Я покраснел, отвел взгляд и сказал «да». Я слукавил, мне не хотелось обижать провинциальную родню. В девять-десять лет еврейские народные песни не только не затрагивали никаких струн в моей душе, а скорее ввергали в смущение. Для меня лично не было возврата к живому идишу и к прошлому моих предков на Украине и в Литве. Советская история и Шоа (Холокост) разрушили это прошлое. Да и сам жизненный выбор моих бабушек и дедушек, в юности навсегда покинувших черту оседлости, привел к тому, что их переполненное еврейской культурой прошлое было для меня в московские семидесятые если не закрытой книгой, то книгой на чужом языке.

В сентябре 1974 года я пошел в первый класс 34-й английской школы (теперь школа №1210), расположенной на северо-западе Москвы, неподалеку от Щукино и рядом с высоким берегом Москвы-реки. Пешком от школы до дома было минут двадцать пять, а на автобусе и всего ничего. Когда в СССР вводили систему специализированных школ, а было это, если не ошибаюсь, в шестидесятые, основная цель состояла в подготовке специалистов со знанием иностранных языков. Школа, в которой я проучился десять лет, была основана в начале 1960-х годов по инициативе физика-ядерщика Курчатова как физ-хим-мат школа. Позднее эта школа переместилась в другое место, а наша стала английской спецшколой. Еще в 1980-е годы табличка у входа гласила, что это «специализированная школа с преподаванием ряда предметов на английском языке». Но к тому времени, когда я начал учиться в школе, ветры холодной войны и силы застоя свели этот «ряд предметов» до четырех-пяти уроков английского в неделю, а также до редких и кратких экскурсов в литературу, культуру и географию англоязычных стран. Тем не менее, во времена моего советского детства спецшколы считались престижными, для поступления надо было выдержать экзамен. На экзамене я прочел наизусть начало «Песни о вещем Олеге» Пушкина и стихотворение моего отца «Итальянские комсомольцы в пионерском лагере», напечатанное в журнале «Пионер» еще в 1959 году, когда отцу было 24 года.

## [Условие задачи]
Допишите, пожалуйста, продолжение воспоминаний об английской спецшколе, начав сразу после последнего предложения.

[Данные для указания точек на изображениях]
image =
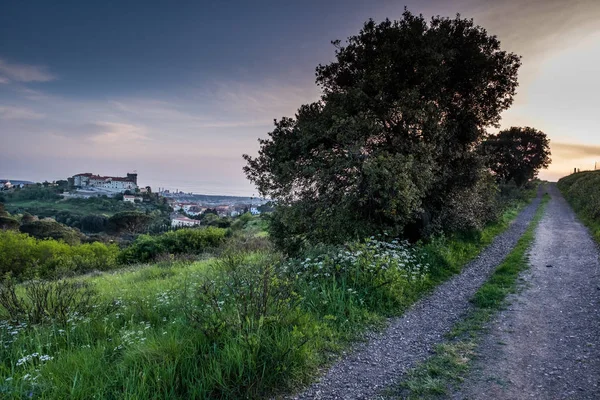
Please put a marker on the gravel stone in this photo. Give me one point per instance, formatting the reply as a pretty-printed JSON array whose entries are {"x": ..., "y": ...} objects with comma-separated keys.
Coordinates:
[
  {"x": 385, "y": 356},
  {"x": 550, "y": 335}
]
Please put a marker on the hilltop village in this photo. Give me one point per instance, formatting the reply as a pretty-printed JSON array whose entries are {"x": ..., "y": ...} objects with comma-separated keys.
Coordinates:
[{"x": 186, "y": 206}]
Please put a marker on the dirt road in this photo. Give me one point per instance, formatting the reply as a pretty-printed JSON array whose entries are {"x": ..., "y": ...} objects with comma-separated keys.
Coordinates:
[
  {"x": 547, "y": 344},
  {"x": 409, "y": 339}
]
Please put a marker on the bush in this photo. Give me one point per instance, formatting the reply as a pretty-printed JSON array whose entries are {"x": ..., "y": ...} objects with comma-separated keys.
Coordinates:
[
  {"x": 27, "y": 257},
  {"x": 7, "y": 223},
  {"x": 46, "y": 301},
  {"x": 582, "y": 190},
  {"x": 50, "y": 229},
  {"x": 379, "y": 275},
  {"x": 94, "y": 223},
  {"x": 183, "y": 241},
  {"x": 253, "y": 328}
]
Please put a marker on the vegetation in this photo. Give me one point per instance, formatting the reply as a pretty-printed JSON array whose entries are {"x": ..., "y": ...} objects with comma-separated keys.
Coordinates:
[
  {"x": 582, "y": 191},
  {"x": 48, "y": 228},
  {"x": 89, "y": 215},
  {"x": 184, "y": 241},
  {"x": 24, "y": 256},
  {"x": 517, "y": 154},
  {"x": 209, "y": 328},
  {"x": 390, "y": 151},
  {"x": 452, "y": 360},
  {"x": 391, "y": 145}
]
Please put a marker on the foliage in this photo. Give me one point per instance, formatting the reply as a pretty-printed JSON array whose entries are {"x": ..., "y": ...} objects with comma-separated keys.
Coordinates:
[
  {"x": 94, "y": 223},
  {"x": 394, "y": 135},
  {"x": 26, "y": 257},
  {"x": 451, "y": 361},
  {"x": 46, "y": 301},
  {"x": 517, "y": 154},
  {"x": 382, "y": 276},
  {"x": 183, "y": 241},
  {"x": 151, "y": 335},
  {"x": 8, "y": 223},
  {"x": 582, "y": 191},
  {"x": 50, "y": 229},
  {"x": 129, "y": 222}
]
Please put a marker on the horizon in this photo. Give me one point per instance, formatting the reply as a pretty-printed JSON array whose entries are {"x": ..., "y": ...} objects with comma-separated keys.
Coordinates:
[{"x": 179, "y": 94}]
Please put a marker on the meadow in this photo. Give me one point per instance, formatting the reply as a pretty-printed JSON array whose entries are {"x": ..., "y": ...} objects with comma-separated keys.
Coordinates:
[{"x": 245, "y": 322}]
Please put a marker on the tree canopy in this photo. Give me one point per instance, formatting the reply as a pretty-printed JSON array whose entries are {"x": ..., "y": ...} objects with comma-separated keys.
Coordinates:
[
  {"x": 517, "y": 154},
  {"x": 393, "y": 136}
]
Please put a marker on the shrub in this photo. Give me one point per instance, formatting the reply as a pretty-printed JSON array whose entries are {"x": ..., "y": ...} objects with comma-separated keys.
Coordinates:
[
  {"x": 46, "y": 301},
  {"x": 253, "y": 328},
  {"x": 7, "y": 223},
  {"x": 376, "y": 274},
  {"x": 183, "y": 241},
  {"x": 27, "y": 257},
  {"x": 51, "y": 229}
]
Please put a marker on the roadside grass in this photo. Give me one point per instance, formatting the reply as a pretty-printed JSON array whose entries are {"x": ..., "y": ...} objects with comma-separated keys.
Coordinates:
[
  {"x": 582, "y": 192},
  {"x": 241, "y": 325},
  {"x": 452, "y": 360}
]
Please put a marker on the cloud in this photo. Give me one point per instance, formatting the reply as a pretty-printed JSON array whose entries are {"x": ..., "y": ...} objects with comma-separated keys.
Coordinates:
[
  {"x": 112, "y": 132},
  {"x": 575, "y": 150},
  {"x": 11, "y": 113},
  {"x": 25, "y": 72}
]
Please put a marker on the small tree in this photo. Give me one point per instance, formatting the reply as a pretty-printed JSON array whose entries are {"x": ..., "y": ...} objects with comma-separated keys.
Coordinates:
[
  {"x": 50, "y": 229},
  {"x": 517, "y": 154},
  {"x": 129, "y": 222}
]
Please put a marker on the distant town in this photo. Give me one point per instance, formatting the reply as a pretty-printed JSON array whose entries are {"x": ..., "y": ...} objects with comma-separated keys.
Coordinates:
[{"x": 186, "y": 206}]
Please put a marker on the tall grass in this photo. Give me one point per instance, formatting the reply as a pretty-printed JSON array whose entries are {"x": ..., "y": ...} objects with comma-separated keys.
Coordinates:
[
  {"x": 243, "y": 325},
  {"x": 582, "y": 191}
]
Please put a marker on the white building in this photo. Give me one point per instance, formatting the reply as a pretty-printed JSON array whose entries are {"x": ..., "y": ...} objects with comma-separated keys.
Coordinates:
[
  {"x": 254, "y": 211},
  {"x": 121, "y": 184},
  {"x": 183, "y": 221}
]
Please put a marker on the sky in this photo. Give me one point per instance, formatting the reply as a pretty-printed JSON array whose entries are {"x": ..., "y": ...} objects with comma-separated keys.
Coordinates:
[{"x": 178, "y": 91}]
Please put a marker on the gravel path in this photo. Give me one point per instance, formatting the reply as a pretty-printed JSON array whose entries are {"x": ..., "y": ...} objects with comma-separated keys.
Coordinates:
[
  {"x": 385, "y": 356},
  {"x": 546, "y": 345}
]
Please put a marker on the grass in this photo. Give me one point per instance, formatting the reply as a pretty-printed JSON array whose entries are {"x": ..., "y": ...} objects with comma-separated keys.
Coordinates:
[
  {"x": 582, "y": 191},
  {"x": 237, "y": 326},
  {"x": 452, "y": 360}
]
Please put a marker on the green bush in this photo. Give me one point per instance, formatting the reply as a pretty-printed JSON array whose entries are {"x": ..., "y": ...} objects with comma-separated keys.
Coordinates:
[
  {"x": 24, "y": 256},
  {"x": 582, "y": 190},
  {"x": 8, "y": 223},
  {"x": 183, "y": 241},
  {"x": 50, "y": 229}
]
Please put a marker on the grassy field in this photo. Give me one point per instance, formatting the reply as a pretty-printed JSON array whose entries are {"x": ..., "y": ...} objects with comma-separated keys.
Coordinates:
[
  {"x": 452, "y": 360},
  {"x": 108, "y": 207},
  {"x": 236, "y": 326},
  {"x": 582, "y": 191}
]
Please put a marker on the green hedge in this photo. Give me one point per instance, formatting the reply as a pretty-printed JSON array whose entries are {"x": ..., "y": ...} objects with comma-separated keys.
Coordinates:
[
  {"x": 184, "y": 241},
  {"x": 25, "y": 257},
  {"x": 582, "y": 191}
]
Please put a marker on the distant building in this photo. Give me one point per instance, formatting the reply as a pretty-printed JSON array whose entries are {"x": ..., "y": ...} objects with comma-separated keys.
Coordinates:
[
  {"x": 5, "y": 185},
  {"x": 183, "y": 221},
  {"x": 89, "y": 180},
  {"x": 254, "y": 211}
]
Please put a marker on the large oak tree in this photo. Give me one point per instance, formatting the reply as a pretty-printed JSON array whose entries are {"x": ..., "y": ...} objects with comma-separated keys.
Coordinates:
[{"x": 393, "y": 138}]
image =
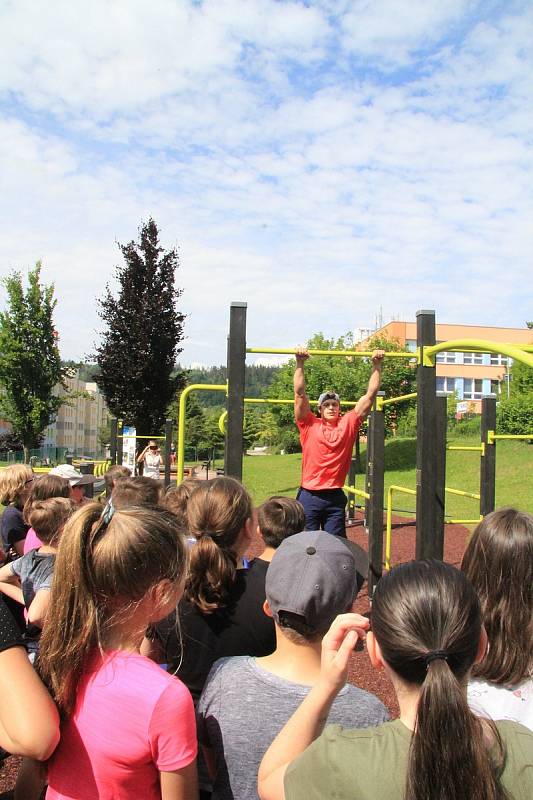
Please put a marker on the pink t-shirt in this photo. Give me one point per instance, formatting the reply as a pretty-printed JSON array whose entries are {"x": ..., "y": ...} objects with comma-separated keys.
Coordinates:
[
  {"x": 132, "y": 721},
  {"x": 31, "y": 542},
  {"x": 327, "y": 450}
]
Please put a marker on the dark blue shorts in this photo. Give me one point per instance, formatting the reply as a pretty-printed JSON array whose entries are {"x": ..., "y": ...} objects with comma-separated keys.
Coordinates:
[{"x": 324, "y": 510}]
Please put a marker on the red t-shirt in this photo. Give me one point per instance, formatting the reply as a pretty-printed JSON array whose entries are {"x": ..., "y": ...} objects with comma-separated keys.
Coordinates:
[
  {"x": 132, "y": 721},
  {"x": 327, "y": 450}
]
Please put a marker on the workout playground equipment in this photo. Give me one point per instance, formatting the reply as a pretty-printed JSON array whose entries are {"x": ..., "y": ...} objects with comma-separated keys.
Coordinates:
[
  {"x": 431, "y": 431},
  {"x": 431, "y": 448}
]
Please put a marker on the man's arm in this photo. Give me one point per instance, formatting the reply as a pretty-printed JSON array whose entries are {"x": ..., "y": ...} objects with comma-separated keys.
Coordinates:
[
  {"x": 142, "y": 455},
  {"x": 364, "y": 406},
  {"x": 301, "y": 401}
]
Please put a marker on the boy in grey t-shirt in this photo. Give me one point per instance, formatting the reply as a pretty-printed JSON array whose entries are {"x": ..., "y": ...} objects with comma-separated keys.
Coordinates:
[{"x": 246, "y": 701}]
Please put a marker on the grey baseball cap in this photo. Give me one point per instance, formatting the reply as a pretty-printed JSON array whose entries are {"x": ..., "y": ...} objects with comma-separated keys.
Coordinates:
[
  {"x": 328, "y": 396},
  {"x": 315, "y": 575}
]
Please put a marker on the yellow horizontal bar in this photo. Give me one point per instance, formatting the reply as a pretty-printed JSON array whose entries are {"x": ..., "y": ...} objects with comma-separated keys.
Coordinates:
[
  {"x": 129, "y": 436},
  {"x": 512, "y": 436},
  {"x": 275, "y": 400},
  {"x": 380, "y": 402},
  {"x": 345, "y": 353},
  {"x": 462, "y": 494},
  {"x": 477, "y": 448},
  {"x": 357, "y": 492}
]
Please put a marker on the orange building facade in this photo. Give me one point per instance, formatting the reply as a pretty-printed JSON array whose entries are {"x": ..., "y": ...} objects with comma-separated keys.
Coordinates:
[{"x": 469, "y": 375}]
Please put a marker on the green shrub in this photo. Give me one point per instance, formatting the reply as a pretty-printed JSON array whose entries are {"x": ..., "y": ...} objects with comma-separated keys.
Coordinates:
[{"x": 515, "y": 414}]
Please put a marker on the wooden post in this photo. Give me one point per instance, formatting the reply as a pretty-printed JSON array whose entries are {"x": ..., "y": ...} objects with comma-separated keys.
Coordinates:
[
  {"x": 236, "y": 376},
  {"x": 487, "y": 481},
  {"x": 376, "y": 479},
  {"x": 120, "y": 442},
  {"x": 168, "y": 442},
  {"x": 427, "y": 536},
  {"x": 113, "y": 440},
  {"x": 351, "y": 482},
  {"x": 441, "y": 410}
]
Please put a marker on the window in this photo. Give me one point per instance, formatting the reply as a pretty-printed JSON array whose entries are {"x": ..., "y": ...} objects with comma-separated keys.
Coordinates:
[
  {"x": 446, "y": 385},
  {"x": 497, "y": 360},
  {"x": 445, "y": 358},
  {"x": 472, "y": 358},
  {"x": 472, "y": 388}
]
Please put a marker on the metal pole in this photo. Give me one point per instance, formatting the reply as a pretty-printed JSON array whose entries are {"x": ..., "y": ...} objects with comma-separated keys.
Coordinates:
[
  {"x": 113, "y": 440},
  {"x": 236, "y": 375},
  {"x": 168, "y": 442},
  {"x": 376, "y": 472},
  {"x": 487, "y": 481},
  {"x": 426, "y": 472},
  {"x": 441, "y": 409}
]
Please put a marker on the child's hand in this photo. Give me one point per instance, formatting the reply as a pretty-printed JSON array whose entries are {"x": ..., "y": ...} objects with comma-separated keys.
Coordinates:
[{"x": 337, "y": 647}]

## [Ответ к заданию]
Ежегодно в 34-ю школу поступало около шестидесяти человек. Я попал в первый «А» и проучился в этом классе десять лет, до самого выпуска в 1984-м. Десять лет, с понедельника по субботу от звонка до звонка, я учился с тридцатью мальчиками и девочками. Если не считать двух или трех человек, перешедших в другие школы, состав нашего класса оставался неизменным. Около тридцати человек в первом «А» и столько же в параллельном первом «Б». Нас было шестьдесят… Но что-то мешает мне, когда я печатаю это личное местоимение первого лица и множественного числа. «Мы»? Был ли я когда-либо одним из «нас» – одним из этого «мы»? Из шестидесяти учеников носитель имени «Максим Давидович Шраер» был единственным официально записанным евреем, единственным, кто числился как «еврей» в журналах и других школьных документах и списках. Впрочем, в нашем классе была еще девочка Поля, с явно еврейской фамилией германского происхождения. Если не ошибаюсь, кто-то из ее предков, бабушка или дедушка, в свое время даже преподавал идиш, но в поздние сороковые, когда свирпествовала антисемитская кампания, был уволен и сослан. Отец Поли был высокий и худосочный еврейский аист, врач в неизменном черном костюме и роговых очках, вечно съезжающих с переносицы. Его имя было русским эквивалентом иудейского имени, которым был при рождении наречен Иисус. Сутулый, то и дело озирающийся, будто за ним кто-то следил, он раз в месяц появлялся в школе, чтобы поговорить с учителями о шатких отметках своей дочери. Кое-кому из учителей он оказывал особые услуги, доставал дефицитные лекарства. Даже в младших классах я чувствовал какую-то уродливость в том, что дочь этого врача-еврея записана в журнале как «русская».